_Given task_.
Rescale the records from the line with "white wall, farthest" to the line with "[(83, 214)]", both included, and give only those lines again, requests and all. Multiply every coordinate in the answers by 0.95 and round each result to a whole number, with halves rounded up.

_Given information_.
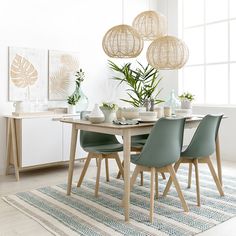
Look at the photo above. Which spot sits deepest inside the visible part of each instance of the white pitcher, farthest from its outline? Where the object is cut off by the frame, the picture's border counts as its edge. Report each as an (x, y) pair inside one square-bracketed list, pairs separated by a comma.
[(19, 106)]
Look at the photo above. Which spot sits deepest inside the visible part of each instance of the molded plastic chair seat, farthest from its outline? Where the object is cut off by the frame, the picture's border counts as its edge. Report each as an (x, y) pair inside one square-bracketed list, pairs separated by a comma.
[(199, 150), (106, 148), (134, 158), (100, 146), (161, 150)]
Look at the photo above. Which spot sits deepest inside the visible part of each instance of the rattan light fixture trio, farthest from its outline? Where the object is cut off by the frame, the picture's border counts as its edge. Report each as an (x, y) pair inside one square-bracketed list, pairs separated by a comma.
[(167, 53), (122, 41)]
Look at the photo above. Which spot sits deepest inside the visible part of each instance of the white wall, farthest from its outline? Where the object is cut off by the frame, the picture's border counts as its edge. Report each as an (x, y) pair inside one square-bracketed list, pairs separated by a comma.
[(70, 25)]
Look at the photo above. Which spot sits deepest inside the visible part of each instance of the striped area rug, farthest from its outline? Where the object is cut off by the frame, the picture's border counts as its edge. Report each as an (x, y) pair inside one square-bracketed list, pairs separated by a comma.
[(83, 214)]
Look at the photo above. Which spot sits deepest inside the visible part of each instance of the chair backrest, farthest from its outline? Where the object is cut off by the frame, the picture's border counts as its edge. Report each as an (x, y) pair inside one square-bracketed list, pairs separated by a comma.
[(89, 139), (163, 146), (203, 141)]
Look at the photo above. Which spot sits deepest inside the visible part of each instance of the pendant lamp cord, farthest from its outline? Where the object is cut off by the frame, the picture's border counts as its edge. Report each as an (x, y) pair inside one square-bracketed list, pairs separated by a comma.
[(167, 15), (123, 9)]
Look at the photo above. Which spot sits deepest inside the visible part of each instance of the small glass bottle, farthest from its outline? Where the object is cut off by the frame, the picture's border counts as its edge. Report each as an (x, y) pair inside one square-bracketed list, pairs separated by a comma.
[(173, 102)]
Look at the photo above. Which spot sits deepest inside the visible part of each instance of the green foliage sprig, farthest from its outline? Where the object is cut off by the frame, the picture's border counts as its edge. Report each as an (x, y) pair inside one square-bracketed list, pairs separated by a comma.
[(73, 99), (109, 106), (187, 96), (79, 77), (143, 82)]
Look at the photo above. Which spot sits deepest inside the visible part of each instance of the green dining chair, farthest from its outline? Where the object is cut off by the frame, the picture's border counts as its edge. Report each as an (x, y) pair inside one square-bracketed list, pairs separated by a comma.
[(160, 151), (137, 143), (199, 150), (100, 146)]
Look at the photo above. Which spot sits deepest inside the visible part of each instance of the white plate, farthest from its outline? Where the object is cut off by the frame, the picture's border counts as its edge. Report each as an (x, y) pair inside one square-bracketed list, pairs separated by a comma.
[(146, 121)]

_Written answer_.
Look at the photo above. Which spot sits deepest inside the visible part of each instance of the white wall, farthest from its outline? Where the object is cut off by the frame, the picture's border counts as its edge. Report each as an (x, y) pair inside one square-bracketed list, pairs separated by a comma.
[(67, 24)]
Look at the photo above. Which spot sits deepest inside the visible part of each instance of the striped area rug, farthest from its outline? Where the object is cut off by the frame, the picture's border counts as its edge. Report each as an (x, y) pair inside one square-bracketed list, pairs separated by a comma.
[(79, 203)]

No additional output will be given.